*EXERCISE DESCRIPTION*
Reproduce only the records below from the line containing "the camouflage jacket" up to and including the line containing "909 777 944 819", requests included. Offset each bounding box coordinate in the answers by adding 137.

[Box-labeled dataset extracts]
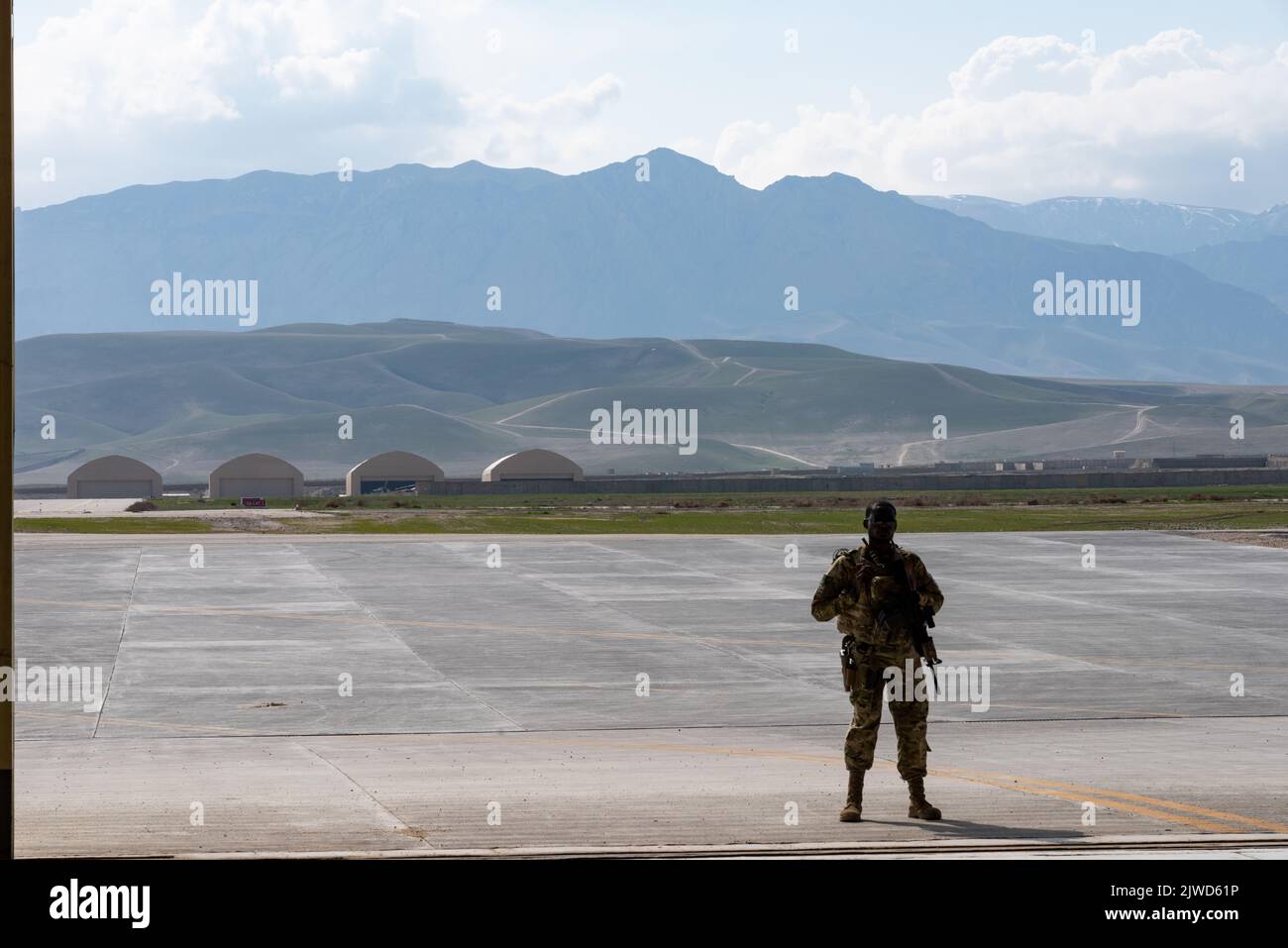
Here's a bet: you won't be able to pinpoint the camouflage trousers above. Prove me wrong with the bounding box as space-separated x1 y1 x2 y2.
845 643 930 781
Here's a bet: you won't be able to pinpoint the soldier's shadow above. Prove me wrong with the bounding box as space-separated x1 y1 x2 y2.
863 816 1087 840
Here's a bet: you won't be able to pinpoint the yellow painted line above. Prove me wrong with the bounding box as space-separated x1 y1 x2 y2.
18 709 259 741
14 597 840 651
309 732 1267 833
942 774 1288 833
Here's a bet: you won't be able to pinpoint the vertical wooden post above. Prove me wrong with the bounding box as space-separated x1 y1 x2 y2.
0 3 14 859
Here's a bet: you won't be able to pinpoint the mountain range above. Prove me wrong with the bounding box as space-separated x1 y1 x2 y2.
14 150 1288 383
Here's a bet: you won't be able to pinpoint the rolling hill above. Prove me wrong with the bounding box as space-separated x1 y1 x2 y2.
16 319 1288 483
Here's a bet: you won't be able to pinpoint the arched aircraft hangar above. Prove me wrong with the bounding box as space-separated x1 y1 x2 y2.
344 451 443 497
67 455 161 498
482 448 583 481
210 455 304 500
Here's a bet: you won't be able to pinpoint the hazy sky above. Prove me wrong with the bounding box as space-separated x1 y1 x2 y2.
14 0 1288 210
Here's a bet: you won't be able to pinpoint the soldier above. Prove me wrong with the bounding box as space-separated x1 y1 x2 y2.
810 500 944 823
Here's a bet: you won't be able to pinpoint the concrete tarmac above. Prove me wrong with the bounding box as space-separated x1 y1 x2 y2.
16 532 1288 858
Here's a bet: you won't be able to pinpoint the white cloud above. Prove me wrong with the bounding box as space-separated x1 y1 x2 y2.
16 0 622 206
715 30 1288 209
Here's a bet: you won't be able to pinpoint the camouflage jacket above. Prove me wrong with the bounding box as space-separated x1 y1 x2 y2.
810 540 944 643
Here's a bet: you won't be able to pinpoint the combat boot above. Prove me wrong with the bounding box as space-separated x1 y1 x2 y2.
841 771 867 823
909 777 944 819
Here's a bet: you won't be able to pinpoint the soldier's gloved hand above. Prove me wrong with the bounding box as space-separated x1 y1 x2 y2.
854 563 873 590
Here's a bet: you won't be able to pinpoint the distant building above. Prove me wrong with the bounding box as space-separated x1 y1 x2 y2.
482 448 583 481
67 455 161 498
210 455 304 500
344 451 443 497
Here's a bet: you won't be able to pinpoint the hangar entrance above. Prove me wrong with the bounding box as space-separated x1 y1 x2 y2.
76 480 152 500
219 477 295 497
362 477 416 493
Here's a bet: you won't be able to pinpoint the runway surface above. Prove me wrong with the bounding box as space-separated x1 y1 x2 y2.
16 532 1288 858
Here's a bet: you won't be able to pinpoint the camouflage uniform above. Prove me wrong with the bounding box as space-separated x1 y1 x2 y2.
811 541 944 781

*RESPONSE TO THIS TASK*
Here's a bet: you won't be able to pinpoint the camouflage jacket above. Prove me wrong with the bounding box as space-separated x1 y1 x2 y2.
947 677 1081 780
Here's a bet: you won't be able to pinpoint the combat boot above. Prove me wrong with the bounding box as space-separated x1 y1 x2 y2.
978 908 1004 960
1046 914 1081 956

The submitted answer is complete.